— Exercise task —
Count the lines below that contain the string "table", with case taken into account, and give only that number.

— Given data —
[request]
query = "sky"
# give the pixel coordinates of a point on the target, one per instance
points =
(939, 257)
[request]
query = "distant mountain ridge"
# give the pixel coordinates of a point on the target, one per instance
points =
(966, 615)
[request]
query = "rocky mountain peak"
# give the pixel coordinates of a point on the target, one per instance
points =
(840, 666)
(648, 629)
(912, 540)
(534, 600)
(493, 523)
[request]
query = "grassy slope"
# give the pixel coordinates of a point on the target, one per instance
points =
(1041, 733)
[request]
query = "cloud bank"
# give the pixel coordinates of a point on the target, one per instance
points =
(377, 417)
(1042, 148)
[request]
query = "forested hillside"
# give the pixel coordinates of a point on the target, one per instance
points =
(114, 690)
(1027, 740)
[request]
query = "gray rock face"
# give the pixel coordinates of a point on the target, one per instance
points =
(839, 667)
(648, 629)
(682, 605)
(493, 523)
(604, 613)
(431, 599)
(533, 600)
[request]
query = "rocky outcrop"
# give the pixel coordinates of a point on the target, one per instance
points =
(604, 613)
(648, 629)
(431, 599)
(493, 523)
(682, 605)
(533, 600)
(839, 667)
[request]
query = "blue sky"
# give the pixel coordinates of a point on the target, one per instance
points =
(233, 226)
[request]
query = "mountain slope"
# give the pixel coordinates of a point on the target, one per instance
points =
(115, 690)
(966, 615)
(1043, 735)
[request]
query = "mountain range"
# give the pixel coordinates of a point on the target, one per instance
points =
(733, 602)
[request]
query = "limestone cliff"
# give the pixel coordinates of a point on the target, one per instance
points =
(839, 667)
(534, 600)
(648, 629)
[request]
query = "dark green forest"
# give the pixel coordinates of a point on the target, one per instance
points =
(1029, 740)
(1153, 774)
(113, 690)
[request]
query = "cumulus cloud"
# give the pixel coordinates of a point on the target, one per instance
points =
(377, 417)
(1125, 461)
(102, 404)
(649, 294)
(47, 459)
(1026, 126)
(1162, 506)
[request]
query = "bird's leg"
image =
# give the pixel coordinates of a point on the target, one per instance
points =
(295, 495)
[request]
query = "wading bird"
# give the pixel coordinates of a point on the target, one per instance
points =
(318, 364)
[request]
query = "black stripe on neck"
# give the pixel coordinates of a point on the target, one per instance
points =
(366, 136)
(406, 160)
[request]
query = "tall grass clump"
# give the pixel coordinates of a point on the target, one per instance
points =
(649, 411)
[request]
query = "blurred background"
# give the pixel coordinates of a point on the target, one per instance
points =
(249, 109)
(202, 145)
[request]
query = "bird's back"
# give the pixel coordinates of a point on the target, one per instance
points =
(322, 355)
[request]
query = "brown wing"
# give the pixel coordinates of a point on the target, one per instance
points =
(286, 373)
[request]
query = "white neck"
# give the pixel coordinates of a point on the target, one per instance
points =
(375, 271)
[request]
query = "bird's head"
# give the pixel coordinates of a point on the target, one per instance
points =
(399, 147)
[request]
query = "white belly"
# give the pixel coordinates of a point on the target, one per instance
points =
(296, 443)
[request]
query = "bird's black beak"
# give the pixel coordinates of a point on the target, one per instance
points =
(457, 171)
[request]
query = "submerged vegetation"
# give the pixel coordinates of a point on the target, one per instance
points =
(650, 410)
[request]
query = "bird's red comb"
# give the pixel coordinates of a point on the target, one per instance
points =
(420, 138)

...

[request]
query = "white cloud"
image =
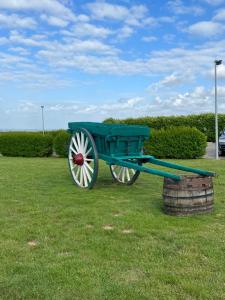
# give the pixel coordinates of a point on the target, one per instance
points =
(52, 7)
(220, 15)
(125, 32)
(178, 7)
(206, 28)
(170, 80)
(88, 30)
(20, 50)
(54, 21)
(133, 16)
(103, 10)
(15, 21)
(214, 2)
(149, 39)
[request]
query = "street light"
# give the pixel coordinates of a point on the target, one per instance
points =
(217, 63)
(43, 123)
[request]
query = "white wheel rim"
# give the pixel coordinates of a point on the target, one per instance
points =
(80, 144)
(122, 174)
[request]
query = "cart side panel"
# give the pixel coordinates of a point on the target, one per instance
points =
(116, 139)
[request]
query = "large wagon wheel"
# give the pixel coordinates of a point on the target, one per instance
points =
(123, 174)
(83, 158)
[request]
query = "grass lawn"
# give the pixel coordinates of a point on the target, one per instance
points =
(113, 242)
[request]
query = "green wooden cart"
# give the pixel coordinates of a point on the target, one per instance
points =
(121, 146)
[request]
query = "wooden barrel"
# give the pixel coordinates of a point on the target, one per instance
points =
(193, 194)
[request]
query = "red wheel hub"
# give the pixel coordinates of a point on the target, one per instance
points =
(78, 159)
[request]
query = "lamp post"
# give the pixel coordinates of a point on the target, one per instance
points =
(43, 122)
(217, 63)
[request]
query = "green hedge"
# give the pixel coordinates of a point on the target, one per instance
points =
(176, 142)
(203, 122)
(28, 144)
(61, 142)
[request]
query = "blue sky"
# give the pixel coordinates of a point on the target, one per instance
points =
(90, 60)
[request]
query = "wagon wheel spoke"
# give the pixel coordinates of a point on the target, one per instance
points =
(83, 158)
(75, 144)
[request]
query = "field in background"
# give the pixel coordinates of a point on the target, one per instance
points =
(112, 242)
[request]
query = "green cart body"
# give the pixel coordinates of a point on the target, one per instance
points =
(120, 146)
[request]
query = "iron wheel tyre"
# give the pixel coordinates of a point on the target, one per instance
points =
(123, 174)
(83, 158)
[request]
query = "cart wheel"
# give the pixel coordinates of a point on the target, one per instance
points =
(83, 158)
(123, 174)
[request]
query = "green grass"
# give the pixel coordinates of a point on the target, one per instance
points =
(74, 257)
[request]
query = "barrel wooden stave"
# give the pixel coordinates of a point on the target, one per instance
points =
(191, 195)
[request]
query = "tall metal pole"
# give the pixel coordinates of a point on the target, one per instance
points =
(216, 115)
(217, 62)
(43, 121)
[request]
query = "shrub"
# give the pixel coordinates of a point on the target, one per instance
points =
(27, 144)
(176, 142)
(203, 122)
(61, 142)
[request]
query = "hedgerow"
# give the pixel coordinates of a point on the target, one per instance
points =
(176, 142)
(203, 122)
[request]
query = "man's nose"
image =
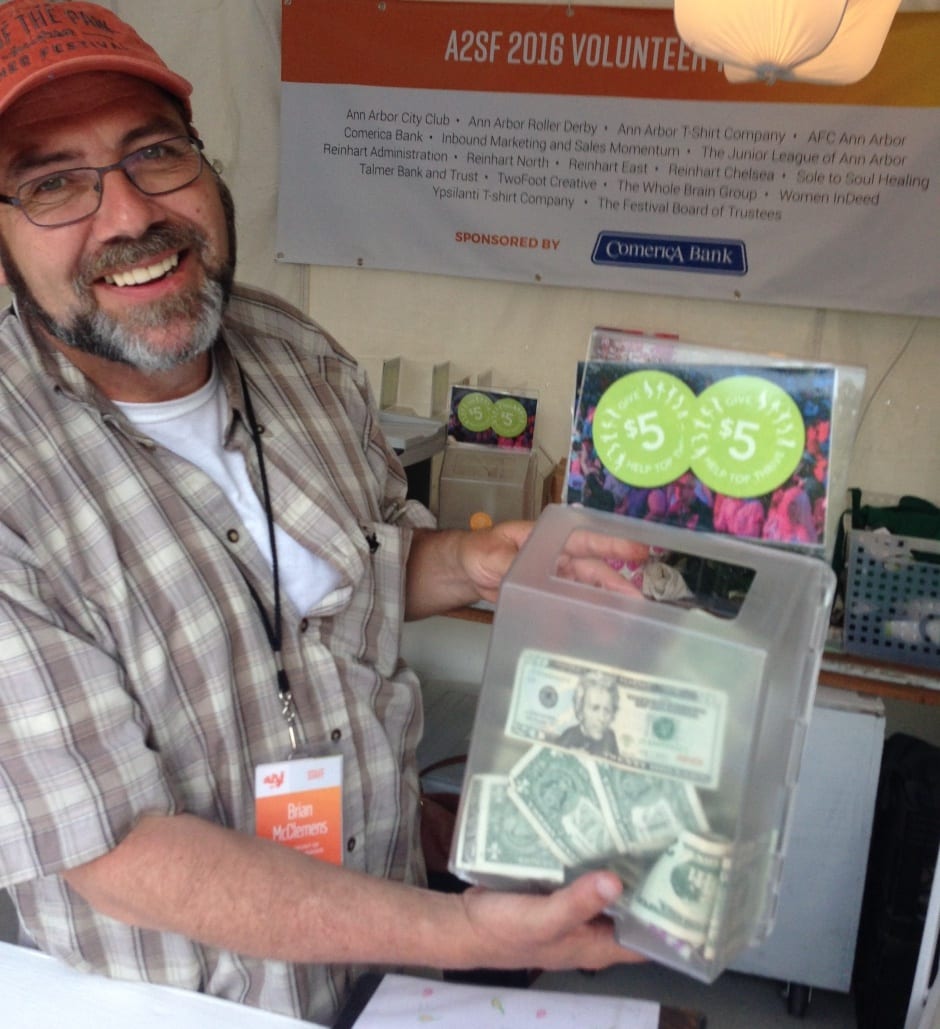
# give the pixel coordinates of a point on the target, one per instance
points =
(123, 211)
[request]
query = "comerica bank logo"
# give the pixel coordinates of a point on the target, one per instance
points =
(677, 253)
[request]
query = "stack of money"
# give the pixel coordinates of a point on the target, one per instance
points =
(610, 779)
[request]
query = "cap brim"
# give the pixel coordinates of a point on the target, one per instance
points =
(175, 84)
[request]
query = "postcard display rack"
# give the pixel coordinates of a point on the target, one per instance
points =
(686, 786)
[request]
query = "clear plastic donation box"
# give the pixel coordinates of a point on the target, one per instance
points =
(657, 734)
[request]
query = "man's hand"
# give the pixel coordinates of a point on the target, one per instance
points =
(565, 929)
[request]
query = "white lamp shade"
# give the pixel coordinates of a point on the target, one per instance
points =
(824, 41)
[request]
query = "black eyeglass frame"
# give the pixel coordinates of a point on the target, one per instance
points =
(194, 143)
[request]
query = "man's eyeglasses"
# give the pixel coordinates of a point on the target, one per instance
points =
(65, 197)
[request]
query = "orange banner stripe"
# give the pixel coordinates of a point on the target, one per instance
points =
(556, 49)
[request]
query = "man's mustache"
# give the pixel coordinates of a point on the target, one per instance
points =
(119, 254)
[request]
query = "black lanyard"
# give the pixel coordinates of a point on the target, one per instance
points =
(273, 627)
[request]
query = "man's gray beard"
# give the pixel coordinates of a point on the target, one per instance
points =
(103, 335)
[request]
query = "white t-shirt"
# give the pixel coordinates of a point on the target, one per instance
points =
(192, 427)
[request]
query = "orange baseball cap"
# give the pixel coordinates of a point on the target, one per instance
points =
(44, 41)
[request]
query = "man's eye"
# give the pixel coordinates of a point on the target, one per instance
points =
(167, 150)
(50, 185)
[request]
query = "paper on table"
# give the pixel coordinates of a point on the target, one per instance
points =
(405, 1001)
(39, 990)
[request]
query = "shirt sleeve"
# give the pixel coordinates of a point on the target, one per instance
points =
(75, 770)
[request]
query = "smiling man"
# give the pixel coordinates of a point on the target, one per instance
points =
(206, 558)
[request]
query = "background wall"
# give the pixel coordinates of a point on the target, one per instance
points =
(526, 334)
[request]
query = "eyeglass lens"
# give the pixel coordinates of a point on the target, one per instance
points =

==

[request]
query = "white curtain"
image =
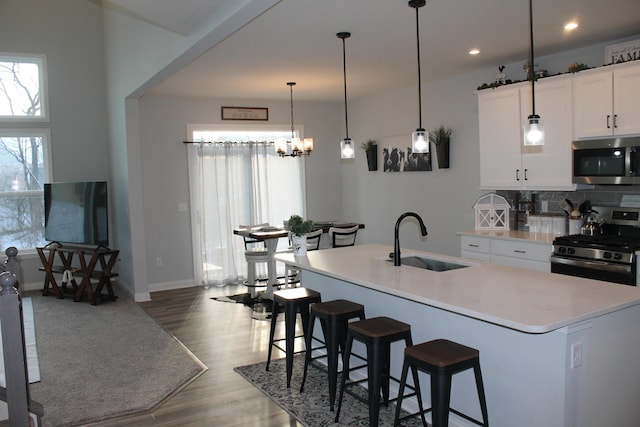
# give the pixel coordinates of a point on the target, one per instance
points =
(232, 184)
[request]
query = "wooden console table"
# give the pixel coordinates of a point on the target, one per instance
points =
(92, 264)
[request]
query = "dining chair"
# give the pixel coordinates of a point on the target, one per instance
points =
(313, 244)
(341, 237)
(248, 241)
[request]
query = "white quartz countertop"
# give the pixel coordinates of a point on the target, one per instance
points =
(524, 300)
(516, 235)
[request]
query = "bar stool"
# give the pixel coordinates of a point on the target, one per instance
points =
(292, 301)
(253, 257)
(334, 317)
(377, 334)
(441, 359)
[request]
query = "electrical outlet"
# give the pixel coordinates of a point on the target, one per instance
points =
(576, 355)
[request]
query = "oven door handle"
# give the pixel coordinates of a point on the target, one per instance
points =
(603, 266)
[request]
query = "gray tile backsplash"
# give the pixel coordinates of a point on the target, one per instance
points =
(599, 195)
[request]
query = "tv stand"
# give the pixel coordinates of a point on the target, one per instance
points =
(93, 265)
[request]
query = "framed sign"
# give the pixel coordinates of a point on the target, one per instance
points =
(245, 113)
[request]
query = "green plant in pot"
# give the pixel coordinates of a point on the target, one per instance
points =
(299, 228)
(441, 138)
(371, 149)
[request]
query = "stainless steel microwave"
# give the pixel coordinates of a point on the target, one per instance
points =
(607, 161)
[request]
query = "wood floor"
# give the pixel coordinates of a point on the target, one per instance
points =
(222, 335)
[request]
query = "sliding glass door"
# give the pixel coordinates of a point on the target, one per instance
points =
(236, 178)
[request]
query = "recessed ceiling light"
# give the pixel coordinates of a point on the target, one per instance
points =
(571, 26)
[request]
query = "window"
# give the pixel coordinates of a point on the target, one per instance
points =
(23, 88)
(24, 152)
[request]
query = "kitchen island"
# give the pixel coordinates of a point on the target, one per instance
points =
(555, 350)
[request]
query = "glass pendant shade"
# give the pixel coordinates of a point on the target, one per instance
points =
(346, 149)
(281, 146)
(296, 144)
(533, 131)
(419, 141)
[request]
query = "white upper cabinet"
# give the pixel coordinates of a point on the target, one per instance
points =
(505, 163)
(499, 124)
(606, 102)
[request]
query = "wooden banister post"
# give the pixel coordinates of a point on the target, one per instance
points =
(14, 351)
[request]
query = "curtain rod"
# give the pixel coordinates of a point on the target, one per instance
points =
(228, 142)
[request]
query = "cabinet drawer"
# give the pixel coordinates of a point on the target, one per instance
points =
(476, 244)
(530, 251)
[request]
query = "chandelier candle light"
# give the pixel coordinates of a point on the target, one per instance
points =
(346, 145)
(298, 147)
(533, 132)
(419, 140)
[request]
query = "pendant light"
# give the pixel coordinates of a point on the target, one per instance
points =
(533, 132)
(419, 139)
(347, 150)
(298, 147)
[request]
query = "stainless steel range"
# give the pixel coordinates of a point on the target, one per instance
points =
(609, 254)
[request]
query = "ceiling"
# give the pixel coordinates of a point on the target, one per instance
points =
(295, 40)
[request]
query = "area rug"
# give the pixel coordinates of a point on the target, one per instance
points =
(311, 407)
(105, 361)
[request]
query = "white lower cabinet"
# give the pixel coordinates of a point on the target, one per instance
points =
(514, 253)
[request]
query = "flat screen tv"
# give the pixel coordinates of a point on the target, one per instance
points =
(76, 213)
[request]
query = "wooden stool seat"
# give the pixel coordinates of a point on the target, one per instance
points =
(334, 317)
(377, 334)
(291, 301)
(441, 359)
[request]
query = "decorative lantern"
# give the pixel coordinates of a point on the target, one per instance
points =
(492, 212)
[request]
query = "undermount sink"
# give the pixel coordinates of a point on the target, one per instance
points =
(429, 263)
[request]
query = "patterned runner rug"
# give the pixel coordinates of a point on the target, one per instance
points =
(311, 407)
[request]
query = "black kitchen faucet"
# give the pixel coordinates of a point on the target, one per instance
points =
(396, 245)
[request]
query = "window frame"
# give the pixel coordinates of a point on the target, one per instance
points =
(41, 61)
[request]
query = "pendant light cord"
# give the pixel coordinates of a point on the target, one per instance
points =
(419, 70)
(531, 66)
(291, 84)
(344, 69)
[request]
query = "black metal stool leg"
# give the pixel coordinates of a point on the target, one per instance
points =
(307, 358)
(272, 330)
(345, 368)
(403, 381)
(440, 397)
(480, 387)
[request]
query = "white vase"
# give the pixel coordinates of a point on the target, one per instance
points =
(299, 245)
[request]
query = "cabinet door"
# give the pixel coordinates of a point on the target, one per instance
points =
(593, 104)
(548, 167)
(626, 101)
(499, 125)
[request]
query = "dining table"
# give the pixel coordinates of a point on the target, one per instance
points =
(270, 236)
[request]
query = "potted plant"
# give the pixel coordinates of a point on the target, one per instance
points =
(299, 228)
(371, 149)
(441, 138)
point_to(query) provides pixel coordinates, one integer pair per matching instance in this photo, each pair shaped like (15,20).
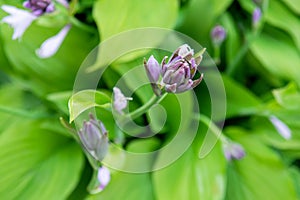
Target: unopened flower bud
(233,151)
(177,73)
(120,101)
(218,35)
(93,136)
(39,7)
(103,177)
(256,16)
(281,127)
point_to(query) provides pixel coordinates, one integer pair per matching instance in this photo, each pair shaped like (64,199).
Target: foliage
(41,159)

— Result of this exercise —
3